§ **Short task**
Locate each line in the entries below that contains the string "gravel" and copy those lines out. Case counts, so match capitalization exactly.

[Location identification items]
################

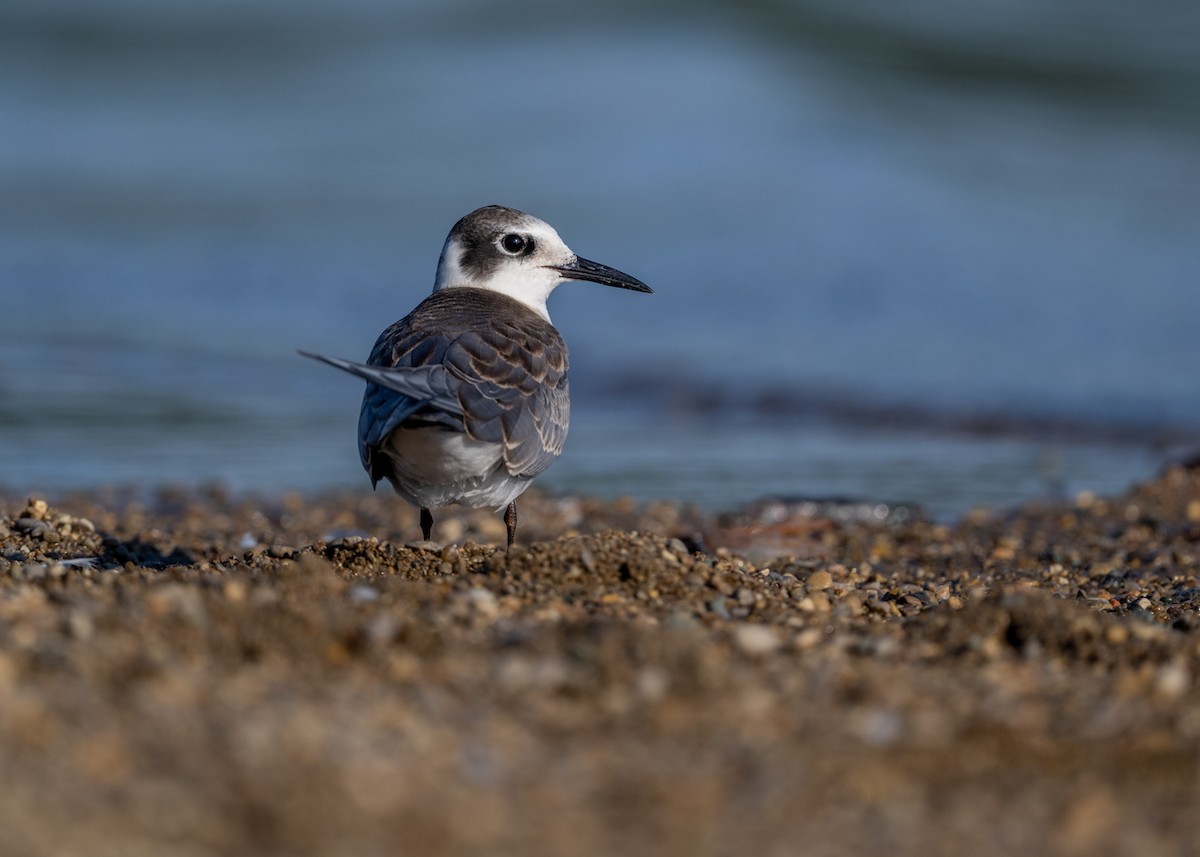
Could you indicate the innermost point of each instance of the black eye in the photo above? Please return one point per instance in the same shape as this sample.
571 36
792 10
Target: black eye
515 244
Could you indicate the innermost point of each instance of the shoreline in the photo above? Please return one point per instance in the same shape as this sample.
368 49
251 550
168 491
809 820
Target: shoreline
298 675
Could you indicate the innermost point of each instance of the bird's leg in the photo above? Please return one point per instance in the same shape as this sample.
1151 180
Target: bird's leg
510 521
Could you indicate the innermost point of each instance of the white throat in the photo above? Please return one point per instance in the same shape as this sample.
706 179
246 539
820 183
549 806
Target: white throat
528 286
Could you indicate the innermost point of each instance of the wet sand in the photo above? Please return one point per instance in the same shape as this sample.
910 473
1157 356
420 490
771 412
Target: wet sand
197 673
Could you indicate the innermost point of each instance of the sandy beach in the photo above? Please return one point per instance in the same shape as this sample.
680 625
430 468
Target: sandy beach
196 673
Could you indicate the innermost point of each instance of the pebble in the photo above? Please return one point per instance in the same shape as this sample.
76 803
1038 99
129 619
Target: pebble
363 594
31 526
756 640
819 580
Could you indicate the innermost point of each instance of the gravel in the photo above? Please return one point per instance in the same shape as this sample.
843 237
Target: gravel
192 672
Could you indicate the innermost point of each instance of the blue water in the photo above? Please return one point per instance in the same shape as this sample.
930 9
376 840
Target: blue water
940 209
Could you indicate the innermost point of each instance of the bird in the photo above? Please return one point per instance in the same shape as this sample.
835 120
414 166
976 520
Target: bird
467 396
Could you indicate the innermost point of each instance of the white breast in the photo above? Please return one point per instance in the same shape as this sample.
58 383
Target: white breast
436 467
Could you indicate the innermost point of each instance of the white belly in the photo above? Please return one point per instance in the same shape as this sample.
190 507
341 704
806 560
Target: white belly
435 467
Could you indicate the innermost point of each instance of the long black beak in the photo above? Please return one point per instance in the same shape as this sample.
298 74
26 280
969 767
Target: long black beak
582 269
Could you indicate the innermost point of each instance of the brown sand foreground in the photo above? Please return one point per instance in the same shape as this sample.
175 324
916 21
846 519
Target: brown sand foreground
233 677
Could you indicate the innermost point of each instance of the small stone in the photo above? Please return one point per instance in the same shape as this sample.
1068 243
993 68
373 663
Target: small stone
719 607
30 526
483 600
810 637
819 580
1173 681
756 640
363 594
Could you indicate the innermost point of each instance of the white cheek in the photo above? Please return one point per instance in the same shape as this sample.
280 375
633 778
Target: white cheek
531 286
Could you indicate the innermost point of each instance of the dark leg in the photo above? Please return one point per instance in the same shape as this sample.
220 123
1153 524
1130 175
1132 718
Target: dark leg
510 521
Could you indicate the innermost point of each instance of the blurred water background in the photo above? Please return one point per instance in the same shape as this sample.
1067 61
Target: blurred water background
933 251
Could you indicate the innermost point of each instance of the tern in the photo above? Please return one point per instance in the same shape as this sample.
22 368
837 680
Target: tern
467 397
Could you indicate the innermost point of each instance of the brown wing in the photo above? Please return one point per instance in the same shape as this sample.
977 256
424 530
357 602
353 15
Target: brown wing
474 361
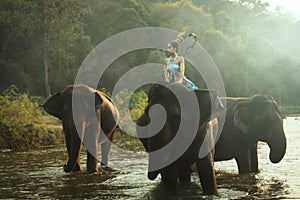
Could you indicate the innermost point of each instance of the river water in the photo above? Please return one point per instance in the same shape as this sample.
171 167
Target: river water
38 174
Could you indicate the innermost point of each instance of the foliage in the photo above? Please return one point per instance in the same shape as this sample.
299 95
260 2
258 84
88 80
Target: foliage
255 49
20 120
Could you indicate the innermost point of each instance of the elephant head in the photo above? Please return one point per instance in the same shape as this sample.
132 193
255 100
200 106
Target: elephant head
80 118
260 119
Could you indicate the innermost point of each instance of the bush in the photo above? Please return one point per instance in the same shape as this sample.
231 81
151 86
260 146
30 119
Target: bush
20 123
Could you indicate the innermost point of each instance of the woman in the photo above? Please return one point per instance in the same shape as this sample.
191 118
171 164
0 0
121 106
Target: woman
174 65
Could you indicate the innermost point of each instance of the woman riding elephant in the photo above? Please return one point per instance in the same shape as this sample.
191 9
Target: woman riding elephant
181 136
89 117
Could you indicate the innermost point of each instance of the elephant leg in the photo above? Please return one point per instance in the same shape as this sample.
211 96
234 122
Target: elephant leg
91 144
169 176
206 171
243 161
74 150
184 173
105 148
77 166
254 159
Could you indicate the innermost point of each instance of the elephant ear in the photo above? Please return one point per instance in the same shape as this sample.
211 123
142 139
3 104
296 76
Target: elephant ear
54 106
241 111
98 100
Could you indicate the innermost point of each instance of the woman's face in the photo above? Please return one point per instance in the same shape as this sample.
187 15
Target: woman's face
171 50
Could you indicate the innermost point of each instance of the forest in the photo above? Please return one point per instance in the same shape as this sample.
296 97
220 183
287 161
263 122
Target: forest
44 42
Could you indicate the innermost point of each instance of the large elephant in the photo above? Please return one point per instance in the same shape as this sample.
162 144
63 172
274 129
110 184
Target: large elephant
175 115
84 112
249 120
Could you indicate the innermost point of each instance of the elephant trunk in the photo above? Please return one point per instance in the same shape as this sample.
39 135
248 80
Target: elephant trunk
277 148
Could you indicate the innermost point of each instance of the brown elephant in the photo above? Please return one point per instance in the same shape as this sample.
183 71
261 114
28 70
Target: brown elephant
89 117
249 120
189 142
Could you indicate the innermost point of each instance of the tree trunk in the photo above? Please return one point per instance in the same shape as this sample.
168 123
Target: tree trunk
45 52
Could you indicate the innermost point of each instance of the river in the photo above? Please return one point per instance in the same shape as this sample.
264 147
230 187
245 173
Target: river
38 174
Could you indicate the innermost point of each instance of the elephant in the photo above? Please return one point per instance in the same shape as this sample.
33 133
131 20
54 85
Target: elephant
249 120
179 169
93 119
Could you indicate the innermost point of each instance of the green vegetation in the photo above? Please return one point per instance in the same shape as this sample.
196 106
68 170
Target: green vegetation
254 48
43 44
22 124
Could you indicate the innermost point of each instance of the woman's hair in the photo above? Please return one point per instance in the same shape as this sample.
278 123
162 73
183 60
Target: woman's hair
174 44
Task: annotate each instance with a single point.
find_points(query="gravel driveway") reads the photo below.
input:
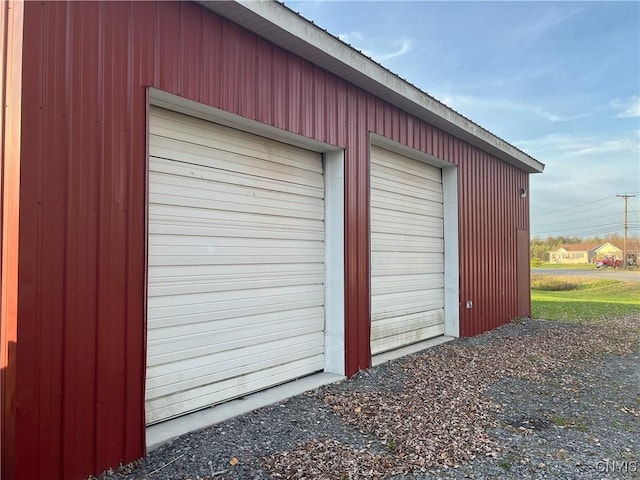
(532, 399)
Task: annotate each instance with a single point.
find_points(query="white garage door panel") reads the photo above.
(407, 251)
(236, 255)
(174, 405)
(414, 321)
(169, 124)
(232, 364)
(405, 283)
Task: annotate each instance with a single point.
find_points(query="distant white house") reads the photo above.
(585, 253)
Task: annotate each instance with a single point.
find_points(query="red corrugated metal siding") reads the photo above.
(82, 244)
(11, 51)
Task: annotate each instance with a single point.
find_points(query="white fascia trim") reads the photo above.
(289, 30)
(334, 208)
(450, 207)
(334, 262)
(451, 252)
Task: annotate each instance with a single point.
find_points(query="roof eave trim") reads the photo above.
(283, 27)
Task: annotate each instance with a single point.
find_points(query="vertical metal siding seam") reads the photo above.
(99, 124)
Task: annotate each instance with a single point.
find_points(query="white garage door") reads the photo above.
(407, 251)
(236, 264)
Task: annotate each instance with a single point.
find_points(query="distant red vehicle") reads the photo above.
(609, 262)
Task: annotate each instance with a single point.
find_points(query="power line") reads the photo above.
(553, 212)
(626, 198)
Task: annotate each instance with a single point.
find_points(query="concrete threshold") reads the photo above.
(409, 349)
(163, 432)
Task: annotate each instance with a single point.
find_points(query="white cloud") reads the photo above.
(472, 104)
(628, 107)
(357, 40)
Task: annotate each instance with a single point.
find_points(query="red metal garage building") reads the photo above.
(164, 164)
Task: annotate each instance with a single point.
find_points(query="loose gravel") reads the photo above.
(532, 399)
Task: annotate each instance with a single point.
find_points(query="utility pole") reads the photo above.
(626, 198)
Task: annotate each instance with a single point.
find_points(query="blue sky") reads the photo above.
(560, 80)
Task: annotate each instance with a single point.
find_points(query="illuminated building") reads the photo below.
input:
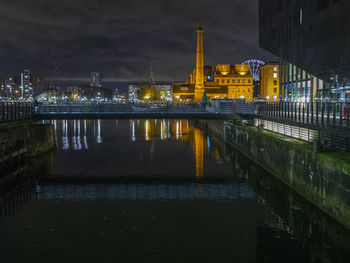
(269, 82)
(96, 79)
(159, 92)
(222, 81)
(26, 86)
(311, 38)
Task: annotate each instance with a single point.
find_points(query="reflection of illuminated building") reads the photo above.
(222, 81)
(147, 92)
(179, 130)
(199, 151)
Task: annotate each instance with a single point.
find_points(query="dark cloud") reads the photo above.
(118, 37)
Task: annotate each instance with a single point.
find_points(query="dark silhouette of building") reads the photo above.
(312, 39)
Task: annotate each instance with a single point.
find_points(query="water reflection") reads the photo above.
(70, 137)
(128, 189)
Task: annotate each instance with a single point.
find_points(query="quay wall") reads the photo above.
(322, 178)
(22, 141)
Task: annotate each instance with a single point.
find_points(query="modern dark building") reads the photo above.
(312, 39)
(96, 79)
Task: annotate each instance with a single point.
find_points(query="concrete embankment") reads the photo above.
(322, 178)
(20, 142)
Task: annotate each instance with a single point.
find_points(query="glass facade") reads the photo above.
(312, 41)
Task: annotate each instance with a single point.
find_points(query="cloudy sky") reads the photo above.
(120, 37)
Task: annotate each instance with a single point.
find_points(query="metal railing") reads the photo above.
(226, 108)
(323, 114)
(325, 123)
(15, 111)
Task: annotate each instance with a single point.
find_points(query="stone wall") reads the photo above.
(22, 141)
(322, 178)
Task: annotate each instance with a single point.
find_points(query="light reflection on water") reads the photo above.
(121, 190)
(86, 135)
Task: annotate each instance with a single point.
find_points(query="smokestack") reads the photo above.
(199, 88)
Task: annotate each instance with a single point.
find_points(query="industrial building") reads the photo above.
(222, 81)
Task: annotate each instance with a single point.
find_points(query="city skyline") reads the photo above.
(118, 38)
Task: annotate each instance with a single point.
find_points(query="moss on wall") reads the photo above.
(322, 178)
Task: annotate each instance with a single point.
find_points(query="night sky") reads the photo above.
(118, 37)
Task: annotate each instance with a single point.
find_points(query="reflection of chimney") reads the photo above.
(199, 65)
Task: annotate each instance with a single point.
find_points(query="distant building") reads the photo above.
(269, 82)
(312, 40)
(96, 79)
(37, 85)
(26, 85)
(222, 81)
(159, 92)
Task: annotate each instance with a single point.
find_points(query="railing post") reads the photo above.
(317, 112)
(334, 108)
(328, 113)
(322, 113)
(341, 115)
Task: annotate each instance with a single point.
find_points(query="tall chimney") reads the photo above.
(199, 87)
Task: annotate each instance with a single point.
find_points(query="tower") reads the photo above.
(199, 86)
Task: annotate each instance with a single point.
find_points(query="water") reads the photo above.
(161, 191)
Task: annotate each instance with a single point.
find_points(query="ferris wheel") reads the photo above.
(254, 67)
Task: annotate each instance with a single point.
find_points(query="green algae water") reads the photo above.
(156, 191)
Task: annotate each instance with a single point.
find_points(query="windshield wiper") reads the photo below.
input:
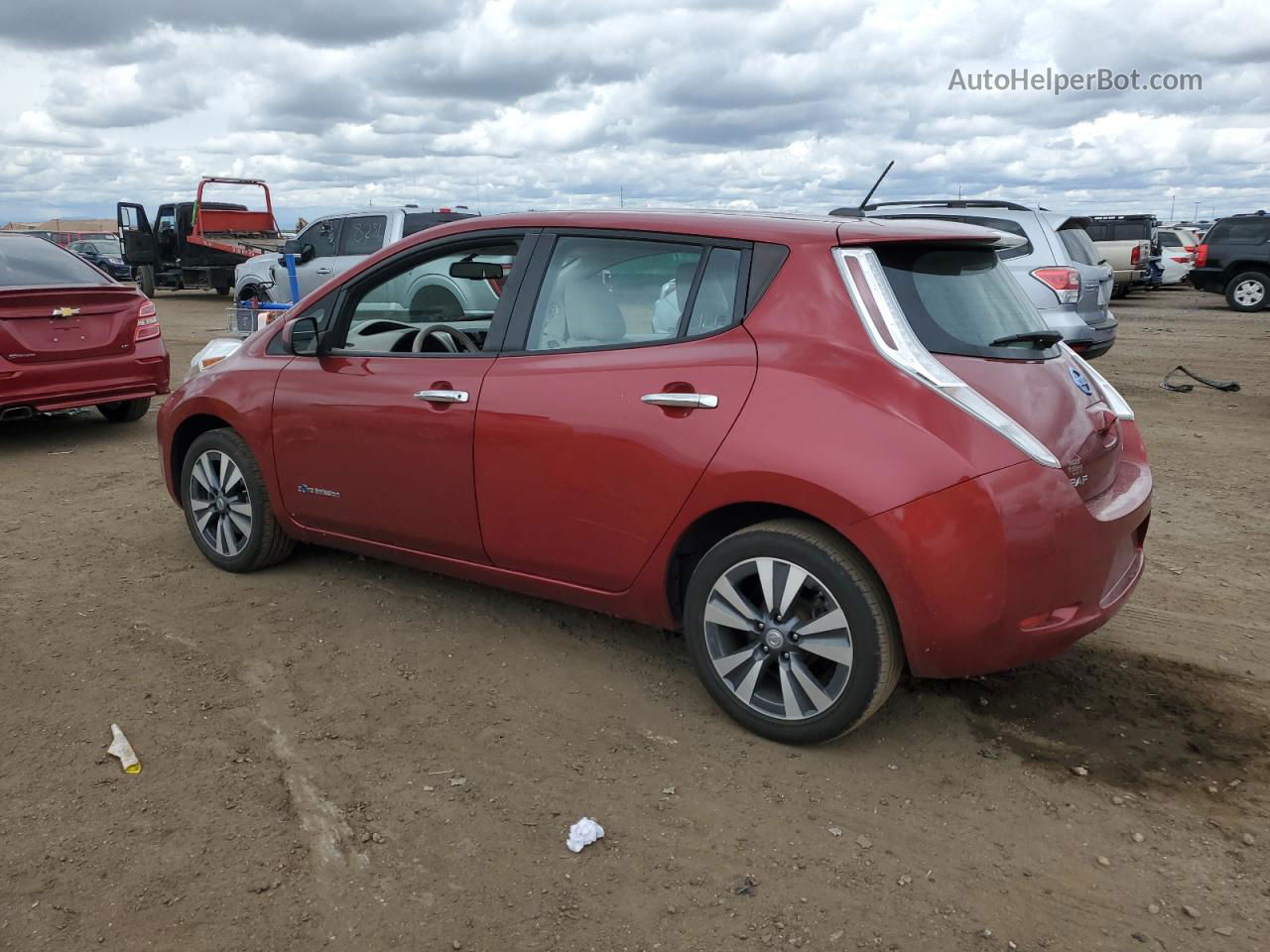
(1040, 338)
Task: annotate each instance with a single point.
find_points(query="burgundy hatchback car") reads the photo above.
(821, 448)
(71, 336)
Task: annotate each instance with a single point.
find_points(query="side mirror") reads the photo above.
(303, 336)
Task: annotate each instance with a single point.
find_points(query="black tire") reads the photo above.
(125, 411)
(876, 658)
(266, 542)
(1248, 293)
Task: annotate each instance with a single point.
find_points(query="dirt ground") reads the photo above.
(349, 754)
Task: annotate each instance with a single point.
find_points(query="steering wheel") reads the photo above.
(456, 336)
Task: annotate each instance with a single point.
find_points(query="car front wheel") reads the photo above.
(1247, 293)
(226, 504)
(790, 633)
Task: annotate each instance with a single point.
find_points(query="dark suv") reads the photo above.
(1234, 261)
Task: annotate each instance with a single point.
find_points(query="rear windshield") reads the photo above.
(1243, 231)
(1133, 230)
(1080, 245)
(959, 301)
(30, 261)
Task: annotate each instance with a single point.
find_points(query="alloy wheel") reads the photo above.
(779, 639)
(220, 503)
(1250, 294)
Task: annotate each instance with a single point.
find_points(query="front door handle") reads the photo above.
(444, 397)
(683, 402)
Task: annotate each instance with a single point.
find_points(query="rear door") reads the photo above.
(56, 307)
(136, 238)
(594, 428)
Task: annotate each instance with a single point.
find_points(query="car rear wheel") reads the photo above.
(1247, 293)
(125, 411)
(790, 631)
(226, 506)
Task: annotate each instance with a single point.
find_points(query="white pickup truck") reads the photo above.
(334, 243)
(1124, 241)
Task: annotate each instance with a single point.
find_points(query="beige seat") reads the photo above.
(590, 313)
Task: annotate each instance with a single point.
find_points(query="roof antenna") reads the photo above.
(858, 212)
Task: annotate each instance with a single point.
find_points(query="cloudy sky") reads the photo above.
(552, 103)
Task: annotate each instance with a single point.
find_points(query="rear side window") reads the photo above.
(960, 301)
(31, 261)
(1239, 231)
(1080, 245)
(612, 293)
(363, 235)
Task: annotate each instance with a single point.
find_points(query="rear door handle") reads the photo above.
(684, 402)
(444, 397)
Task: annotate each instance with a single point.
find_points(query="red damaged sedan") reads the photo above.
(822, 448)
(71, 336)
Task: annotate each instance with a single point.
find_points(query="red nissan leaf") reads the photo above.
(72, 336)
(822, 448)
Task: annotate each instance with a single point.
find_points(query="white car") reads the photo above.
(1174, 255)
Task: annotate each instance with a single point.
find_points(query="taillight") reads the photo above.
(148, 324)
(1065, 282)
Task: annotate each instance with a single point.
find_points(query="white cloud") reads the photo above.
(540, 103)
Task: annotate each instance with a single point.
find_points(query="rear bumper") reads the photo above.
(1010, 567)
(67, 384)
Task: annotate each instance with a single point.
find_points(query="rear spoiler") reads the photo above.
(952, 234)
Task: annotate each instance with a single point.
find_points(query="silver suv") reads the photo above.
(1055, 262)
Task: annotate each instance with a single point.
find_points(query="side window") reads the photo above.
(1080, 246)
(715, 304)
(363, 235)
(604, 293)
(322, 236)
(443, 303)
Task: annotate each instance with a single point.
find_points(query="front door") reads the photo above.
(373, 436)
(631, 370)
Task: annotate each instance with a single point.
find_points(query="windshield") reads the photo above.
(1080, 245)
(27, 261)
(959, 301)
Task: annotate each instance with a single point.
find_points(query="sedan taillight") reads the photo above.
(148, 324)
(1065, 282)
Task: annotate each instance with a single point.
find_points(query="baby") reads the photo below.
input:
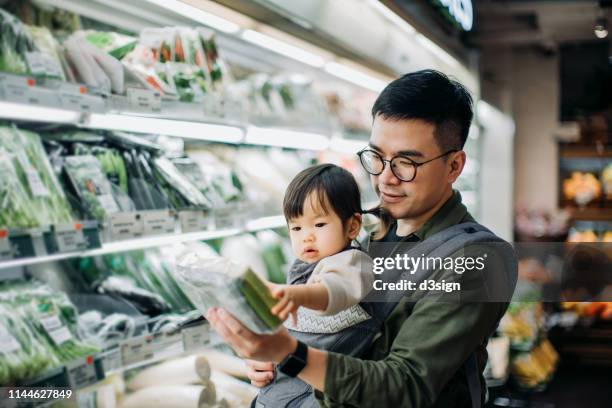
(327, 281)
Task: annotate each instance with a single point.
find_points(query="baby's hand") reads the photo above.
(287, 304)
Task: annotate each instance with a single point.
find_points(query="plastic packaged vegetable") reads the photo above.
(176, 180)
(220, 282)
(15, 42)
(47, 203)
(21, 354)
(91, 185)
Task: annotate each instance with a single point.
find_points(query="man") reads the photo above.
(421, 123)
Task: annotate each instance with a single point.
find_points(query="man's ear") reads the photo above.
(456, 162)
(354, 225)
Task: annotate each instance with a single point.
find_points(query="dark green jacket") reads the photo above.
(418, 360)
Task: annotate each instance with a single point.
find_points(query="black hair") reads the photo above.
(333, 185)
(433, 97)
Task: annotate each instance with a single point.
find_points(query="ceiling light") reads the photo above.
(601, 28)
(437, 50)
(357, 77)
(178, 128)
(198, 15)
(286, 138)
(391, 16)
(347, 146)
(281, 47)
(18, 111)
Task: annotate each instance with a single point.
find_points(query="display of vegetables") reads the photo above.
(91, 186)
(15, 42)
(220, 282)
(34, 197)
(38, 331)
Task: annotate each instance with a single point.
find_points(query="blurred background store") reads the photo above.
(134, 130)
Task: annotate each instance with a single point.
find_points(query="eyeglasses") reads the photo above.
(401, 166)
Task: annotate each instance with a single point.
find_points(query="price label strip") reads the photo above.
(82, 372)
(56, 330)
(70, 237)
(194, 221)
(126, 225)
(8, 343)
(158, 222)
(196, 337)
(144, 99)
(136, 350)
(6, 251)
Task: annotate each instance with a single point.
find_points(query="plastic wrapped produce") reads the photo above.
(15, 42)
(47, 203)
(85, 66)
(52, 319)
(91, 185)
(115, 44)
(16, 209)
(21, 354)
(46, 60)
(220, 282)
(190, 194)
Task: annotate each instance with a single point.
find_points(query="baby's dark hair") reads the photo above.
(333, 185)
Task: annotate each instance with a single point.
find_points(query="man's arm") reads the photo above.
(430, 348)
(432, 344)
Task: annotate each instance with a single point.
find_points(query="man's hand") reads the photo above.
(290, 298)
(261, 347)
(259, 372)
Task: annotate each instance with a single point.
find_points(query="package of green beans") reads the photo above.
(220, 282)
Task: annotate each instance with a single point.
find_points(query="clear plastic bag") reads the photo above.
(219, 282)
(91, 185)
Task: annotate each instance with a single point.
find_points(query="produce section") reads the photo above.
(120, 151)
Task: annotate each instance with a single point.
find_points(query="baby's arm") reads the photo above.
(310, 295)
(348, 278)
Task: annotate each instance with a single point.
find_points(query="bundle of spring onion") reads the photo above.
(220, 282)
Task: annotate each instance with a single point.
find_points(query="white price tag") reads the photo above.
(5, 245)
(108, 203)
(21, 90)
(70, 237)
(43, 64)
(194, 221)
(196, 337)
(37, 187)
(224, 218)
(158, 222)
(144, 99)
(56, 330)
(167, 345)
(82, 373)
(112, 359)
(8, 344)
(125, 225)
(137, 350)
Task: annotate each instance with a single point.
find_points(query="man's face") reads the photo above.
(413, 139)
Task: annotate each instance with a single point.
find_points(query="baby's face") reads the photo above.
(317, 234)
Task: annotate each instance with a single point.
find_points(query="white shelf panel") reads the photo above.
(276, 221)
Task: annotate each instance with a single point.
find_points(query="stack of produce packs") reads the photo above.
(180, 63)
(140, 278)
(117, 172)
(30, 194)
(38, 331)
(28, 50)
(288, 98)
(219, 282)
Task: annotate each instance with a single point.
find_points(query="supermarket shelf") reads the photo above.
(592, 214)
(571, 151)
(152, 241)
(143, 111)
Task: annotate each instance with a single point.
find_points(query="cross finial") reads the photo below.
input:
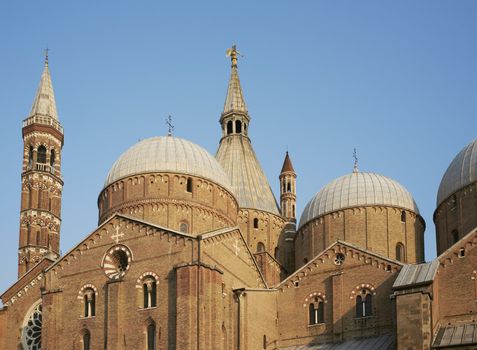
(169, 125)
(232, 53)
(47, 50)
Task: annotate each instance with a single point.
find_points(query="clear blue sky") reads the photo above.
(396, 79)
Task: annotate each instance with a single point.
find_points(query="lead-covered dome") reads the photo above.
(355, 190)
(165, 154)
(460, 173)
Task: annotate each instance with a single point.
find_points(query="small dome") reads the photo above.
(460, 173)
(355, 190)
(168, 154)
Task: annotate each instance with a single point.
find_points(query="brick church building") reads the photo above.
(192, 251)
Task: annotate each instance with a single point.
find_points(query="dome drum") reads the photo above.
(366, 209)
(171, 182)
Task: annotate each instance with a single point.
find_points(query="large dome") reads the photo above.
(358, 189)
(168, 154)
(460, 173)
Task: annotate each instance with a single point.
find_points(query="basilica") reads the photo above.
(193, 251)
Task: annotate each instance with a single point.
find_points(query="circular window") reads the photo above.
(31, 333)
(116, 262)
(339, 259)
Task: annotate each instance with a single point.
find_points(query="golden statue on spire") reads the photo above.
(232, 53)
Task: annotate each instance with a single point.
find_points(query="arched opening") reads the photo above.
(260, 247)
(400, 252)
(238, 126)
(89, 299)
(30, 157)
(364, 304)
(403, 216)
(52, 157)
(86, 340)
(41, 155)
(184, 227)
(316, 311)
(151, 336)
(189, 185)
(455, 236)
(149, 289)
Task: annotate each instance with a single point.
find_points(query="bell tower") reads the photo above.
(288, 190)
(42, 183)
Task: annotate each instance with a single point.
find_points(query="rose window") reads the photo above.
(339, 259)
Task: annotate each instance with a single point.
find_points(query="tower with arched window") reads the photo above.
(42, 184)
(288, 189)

################

§ **The output**
Could you indicate the innermost point of each instance of the gravel in the photo above? Please return one point per instance in the same shape as this sample.
Target: gravel
find_points(query="gravel driveway") reads the photo below.
find_points(query="loose gravel") reads the photo above.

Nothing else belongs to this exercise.